== Data shown ==
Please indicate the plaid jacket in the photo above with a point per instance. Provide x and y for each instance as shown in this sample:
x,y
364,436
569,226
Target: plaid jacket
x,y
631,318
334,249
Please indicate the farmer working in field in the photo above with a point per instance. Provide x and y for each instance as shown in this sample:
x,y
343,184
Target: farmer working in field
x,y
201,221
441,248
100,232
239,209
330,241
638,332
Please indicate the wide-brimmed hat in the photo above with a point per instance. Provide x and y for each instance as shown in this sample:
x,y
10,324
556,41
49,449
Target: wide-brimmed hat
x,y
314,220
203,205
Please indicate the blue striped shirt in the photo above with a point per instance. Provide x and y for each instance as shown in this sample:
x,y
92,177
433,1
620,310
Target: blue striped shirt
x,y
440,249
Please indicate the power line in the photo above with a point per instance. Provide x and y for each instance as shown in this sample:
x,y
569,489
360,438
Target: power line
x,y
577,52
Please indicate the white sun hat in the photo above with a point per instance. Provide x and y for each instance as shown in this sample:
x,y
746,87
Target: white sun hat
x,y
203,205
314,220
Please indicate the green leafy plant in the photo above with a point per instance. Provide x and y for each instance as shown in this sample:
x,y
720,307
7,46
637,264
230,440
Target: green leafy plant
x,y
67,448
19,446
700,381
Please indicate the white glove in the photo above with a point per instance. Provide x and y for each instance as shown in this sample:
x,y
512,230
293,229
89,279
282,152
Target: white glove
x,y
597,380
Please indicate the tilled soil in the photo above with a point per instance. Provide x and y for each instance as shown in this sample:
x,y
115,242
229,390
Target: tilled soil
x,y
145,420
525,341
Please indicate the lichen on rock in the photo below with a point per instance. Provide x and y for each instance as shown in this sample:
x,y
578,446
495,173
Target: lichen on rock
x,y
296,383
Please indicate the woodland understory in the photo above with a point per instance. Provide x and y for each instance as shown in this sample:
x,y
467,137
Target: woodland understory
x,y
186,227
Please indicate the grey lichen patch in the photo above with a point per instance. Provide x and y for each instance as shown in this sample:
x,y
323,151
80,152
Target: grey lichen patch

== The problem ==
Please rewrite the records, beginning at the line that has "Please indicate the power" and continuing through the end of the records. Change every "Target" to "Object" and leave everything else unchanged.

== Answer to this problem ==
Please indicate the power line in the photo above with a point per instance. Provide x and y for each instance as shown in this sample:
x,y
569,489
360,438
Object: power line
x,y
577,52
Please indicate the white sun hat in the photo above with a point per instance. Provide x and y for each instance as shown in this sample:
x,y
746,87
Object: white sun hat
x,y
203,205
314,220
Please indicate the green leafy plant in the photo above with a point per instance. Provide x and y for each instance as shown in this sample:
x,y
720,307
7,46
637,264
230,440
Object: green leafy plant
x,y
67,448
19,446
700,381
Please indicate the white glove in the photo above with a point per instance. Provide x and y for each instance as shown in this sample:
x,y
512,230
293,229
89,279
282,152
Object: white glove
x,y
597,380
Please indicate the tilled soil in the photo above with a point per instance. Provide x and y for each instance as shown in this sample:
x,y
115,242
229,390
Object: tilled soil
x,y
145,420
525,341
Please indicate the lichen on rock in the photo below with a point per instance. Provide x and y for each instance as shown in this sample:
x,y
578,446
495,173
Object: lichen on rock
x,y
296,383
Please indicate the woodland understory in the photo above with a point per instance. Provide x and y for each instance as shown in this sample:
x,y
467,137
Object: woodland understory
x,y
186,227
Please indicate the grey lichen patch in the photo above with a point per instance. Provide x and y for each instance as shown in this sample:
x,y
323,151
80,152
Object: grey lichen patch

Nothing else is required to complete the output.